* start ENTRIES SUPPLIED *

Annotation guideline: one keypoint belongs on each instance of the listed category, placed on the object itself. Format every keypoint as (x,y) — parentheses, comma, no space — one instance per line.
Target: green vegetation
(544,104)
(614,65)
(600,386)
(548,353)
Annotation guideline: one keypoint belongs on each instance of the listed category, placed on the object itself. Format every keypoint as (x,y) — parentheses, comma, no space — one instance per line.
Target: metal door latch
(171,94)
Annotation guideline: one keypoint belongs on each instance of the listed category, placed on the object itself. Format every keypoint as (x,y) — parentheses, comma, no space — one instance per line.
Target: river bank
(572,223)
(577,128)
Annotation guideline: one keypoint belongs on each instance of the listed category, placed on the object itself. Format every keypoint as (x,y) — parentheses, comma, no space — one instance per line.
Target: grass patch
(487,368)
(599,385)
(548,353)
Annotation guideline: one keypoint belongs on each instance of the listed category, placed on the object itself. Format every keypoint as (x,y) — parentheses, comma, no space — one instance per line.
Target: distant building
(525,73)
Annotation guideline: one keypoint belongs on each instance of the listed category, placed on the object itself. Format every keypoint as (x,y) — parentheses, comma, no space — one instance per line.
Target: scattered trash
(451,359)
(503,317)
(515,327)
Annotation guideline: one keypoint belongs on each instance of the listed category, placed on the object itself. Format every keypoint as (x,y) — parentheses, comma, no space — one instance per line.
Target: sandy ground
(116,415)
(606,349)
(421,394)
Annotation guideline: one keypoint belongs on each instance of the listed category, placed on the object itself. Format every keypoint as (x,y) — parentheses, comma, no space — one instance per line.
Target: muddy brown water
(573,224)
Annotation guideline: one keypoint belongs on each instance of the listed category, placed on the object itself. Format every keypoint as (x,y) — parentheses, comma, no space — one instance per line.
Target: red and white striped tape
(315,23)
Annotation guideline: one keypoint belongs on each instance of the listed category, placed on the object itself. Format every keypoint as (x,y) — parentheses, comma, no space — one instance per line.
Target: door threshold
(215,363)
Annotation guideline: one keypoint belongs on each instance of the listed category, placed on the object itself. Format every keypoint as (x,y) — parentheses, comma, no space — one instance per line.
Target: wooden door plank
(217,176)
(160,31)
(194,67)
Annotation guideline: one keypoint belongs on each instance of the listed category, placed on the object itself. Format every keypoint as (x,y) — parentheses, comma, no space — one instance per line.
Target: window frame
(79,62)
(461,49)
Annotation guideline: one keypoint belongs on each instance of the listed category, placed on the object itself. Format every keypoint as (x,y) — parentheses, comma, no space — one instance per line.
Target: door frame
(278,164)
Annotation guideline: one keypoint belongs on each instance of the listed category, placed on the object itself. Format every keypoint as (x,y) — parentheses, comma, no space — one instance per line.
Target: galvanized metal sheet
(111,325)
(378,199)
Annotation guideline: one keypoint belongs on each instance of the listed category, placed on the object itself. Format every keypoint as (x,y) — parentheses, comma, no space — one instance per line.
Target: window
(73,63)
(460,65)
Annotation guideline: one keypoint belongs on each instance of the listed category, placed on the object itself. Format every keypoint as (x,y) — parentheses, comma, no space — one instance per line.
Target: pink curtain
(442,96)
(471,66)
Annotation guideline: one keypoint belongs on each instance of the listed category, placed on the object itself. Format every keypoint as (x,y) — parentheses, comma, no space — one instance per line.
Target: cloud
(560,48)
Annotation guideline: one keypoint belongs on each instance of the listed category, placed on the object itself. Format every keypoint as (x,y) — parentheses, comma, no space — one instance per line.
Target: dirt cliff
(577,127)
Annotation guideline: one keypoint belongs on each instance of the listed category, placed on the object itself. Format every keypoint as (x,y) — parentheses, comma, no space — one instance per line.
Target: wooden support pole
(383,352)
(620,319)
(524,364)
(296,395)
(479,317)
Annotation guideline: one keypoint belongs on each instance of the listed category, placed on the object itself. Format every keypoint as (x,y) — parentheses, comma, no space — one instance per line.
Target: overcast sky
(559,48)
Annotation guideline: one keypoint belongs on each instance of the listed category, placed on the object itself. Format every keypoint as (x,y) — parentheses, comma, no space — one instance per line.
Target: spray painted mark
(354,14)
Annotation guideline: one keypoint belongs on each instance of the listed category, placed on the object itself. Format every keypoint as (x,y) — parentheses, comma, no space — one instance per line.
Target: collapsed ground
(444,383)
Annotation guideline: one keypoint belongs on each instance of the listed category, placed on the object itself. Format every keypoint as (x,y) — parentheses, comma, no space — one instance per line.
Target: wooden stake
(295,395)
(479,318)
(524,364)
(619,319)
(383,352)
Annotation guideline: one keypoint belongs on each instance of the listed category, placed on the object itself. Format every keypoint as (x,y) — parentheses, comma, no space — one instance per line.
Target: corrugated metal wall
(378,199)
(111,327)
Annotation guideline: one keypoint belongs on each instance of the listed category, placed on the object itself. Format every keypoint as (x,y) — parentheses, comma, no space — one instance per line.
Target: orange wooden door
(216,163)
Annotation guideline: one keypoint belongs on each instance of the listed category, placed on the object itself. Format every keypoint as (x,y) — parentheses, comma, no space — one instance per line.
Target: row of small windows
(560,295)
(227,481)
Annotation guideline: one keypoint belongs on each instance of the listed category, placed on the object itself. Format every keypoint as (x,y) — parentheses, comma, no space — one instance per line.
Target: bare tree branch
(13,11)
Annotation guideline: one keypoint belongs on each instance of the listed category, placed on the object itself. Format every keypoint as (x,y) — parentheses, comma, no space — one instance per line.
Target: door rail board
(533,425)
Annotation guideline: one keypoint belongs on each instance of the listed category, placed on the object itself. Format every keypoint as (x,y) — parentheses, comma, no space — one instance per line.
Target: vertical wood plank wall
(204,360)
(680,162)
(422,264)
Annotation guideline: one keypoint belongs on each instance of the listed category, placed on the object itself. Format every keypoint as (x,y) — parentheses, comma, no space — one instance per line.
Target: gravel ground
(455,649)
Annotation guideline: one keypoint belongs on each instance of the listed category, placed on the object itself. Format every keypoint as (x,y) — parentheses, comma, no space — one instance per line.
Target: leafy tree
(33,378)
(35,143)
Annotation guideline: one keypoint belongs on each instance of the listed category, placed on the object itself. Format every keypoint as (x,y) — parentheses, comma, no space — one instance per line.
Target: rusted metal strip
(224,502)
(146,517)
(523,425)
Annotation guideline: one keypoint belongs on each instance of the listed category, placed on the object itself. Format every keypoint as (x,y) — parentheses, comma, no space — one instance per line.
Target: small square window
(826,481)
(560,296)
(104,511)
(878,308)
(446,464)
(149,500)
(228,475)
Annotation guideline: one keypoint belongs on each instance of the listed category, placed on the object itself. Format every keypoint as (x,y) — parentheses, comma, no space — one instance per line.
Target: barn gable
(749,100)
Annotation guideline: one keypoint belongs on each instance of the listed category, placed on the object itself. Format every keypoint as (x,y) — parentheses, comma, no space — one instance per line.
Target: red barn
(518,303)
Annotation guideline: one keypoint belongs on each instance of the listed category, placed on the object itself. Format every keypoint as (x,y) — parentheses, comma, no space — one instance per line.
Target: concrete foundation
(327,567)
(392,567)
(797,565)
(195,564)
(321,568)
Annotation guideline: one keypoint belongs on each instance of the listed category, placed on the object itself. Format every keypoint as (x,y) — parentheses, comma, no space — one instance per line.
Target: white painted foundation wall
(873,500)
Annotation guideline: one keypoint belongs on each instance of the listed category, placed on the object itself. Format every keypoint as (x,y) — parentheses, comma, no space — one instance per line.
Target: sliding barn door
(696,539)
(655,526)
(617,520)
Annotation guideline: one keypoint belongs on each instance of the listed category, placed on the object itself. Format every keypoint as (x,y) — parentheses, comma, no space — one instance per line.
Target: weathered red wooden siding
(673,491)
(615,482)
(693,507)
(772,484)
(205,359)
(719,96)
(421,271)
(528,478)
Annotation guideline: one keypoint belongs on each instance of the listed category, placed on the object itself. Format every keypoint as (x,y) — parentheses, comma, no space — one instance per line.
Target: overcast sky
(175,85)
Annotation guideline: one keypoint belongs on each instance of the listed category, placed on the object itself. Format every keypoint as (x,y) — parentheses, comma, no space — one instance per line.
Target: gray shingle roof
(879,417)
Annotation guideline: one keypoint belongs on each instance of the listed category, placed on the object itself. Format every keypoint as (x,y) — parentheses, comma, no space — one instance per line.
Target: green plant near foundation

* end ENTRIES SUPPLIED *

How many lines in the listing above contain the string "foundation"? Case counts. Reply with the number only.

:: TASK SOLUTION ::
3